_SELECTION_
** BEGIN **

330 pages, Paperback

First published February 2, 2018

12 people want to read

About the author

Mark D. Trollinger

11 books12 followers
In 2016, I did something no one had done before: I combined cryptozoology and craft beer to create the first cryptid-meets-craft-beer fiction series. What started as one experimental book has grown into ten published novels, with an anticipated final total of 34 books exploring legendary creatures, roadside oddities, and America's best breweries.

I write realistic fiction for people who don't normally read fiction. My books feature everyday language, tongue-in-cheek humor, pop culture references, mysterious creatures, and (of course) craft beer. If you like beer, road trips, paranormal TV shows, and keeping an open mind, you'll probably like what I do.

** END **

_GIVEN INFORMATION_
** BEGIN **

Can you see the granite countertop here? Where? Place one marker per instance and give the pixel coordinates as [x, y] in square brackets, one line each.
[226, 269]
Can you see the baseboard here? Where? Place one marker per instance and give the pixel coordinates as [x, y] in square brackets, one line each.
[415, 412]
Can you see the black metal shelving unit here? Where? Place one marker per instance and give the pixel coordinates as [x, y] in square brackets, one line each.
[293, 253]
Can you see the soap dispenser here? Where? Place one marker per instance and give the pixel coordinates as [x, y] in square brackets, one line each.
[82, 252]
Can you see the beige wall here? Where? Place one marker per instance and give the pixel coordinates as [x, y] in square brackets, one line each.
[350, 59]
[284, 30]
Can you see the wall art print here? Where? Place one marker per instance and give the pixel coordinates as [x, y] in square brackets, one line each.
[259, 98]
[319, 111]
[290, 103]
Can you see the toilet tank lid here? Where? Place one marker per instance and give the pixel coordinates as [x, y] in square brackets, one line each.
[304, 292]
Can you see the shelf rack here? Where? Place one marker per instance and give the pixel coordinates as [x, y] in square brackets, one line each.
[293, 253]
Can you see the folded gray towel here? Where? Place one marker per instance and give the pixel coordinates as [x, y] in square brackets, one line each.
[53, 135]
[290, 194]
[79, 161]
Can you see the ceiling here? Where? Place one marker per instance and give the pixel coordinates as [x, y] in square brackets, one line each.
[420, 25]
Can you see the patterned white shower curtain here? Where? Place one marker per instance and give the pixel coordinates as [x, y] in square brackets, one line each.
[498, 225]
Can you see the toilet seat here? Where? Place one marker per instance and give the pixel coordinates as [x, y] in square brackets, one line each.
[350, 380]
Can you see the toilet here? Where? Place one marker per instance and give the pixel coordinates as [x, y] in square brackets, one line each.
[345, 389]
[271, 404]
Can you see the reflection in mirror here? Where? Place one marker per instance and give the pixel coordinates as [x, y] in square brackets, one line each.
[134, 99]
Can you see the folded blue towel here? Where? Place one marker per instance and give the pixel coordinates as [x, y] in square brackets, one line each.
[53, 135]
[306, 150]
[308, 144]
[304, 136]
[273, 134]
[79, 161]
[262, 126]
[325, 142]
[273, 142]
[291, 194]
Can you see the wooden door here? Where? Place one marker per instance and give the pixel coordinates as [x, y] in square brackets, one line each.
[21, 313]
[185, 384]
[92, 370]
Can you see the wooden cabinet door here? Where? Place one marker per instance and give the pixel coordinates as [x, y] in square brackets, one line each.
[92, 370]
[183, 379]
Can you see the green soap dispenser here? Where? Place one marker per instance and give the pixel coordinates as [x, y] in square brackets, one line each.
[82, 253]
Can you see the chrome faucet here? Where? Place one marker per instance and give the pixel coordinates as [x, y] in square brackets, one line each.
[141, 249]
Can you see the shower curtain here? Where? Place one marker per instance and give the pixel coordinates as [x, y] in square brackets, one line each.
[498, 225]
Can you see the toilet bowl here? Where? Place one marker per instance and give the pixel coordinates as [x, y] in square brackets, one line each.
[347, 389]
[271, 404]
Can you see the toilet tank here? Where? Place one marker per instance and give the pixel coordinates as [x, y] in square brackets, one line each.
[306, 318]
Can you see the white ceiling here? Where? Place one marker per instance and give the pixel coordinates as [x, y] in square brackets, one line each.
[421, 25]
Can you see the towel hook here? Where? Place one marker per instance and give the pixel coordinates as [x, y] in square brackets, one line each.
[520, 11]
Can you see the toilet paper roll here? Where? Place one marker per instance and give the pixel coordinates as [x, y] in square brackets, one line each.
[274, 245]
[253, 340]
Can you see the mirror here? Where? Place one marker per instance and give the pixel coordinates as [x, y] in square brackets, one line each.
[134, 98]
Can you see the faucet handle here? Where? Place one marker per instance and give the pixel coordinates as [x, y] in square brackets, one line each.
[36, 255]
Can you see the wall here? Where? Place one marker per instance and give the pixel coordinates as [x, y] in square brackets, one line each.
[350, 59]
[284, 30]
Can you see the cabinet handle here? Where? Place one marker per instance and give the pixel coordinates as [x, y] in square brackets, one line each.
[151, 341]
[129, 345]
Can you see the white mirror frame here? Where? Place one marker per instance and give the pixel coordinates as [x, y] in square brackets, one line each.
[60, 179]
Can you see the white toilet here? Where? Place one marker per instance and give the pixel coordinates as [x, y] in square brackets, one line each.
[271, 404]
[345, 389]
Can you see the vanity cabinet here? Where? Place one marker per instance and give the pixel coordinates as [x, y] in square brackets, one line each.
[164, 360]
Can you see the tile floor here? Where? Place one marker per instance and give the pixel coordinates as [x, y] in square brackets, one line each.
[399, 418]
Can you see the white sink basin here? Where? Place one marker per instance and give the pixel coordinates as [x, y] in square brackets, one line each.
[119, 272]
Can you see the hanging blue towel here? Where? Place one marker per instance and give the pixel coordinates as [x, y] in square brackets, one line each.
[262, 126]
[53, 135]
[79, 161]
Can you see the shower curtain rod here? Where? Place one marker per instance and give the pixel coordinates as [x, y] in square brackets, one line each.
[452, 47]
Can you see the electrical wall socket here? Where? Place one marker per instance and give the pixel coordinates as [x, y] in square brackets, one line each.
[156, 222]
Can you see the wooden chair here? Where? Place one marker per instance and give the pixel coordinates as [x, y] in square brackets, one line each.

** END **

_WRITTEN REQUEST A_
Using only the book listing, decide whether each statement below agrees with it. Answer yes or no, and quote the words that decide it. (i) The book was first published in 2016. (ii) The series currently has ten published novels. (iii) The series is expected to reach 34 books in total.
_WRITTEN REQUEST B_
Turn the paragraph of the book listing that begins "I write realistic fiction" into a short bulleted list that keeps its main facts.
_WRITTEN REQUEST C_
Pick up the book listing after its last sentence and keep writing the author's description.

_EXERCISE RESPONSE A_
(i) No. "First published February 2, 2018"
(ii) Yes. "has grown into ten published novels"
(iii) Yes. "with an anticipated final total of 34 books"

_EXERCISE RESPONSE B_
- Writes realistic fiction for people who don't normally read fiction
- Books feature everyday language, tongue-in-cheek humor, pop culture references, mysterious creatures, and craft beer
- Likely to appeal to readers who like beer, road trips, paranormal TV shows, and keeping an open mind

_EXERCISE RESPONSE C_
By day, I work in university faculty training and teach marketing, business management, and criminal justice. By night (and weekends), I'm chasing cryptids across the country. I'm also part of the 50 State Half Marathon Club, because apparently I enjoy punishment in multiple forms.

Here's the thing: a 2016 Pew Research study found that 26% of Americans haven't read a single book since high school, and the average American adult reads at a 7th-8th grade level. Instead of writing with flowery language or big words, I write the way people actually talk. My books aren't trying to win literary awards. They're for bartenders, brewery regulars, road trippers, and anyone who's ever wondered "what if Bigfoot walked into a taproom?" But if you read with an open mind, you'll encounter something deeper than surface-level beer and cryptids. There are layers if you're looking for them.

All of the beers mentioned in my series are real. All of the breweries are real. The creatures... you decide. When I published The Lizard Man and the Sope Creek Cryptidweizen, that beer was initially fictional. But I worked with a local Phoenix brewery to bring the Sope Creek Cryptidweizen to life, and we released the book and beer together at the brewery. The book is still around, but alas, the Sope Creek Cryptidweizen, like an elusive cryptid, has disappeared into legend.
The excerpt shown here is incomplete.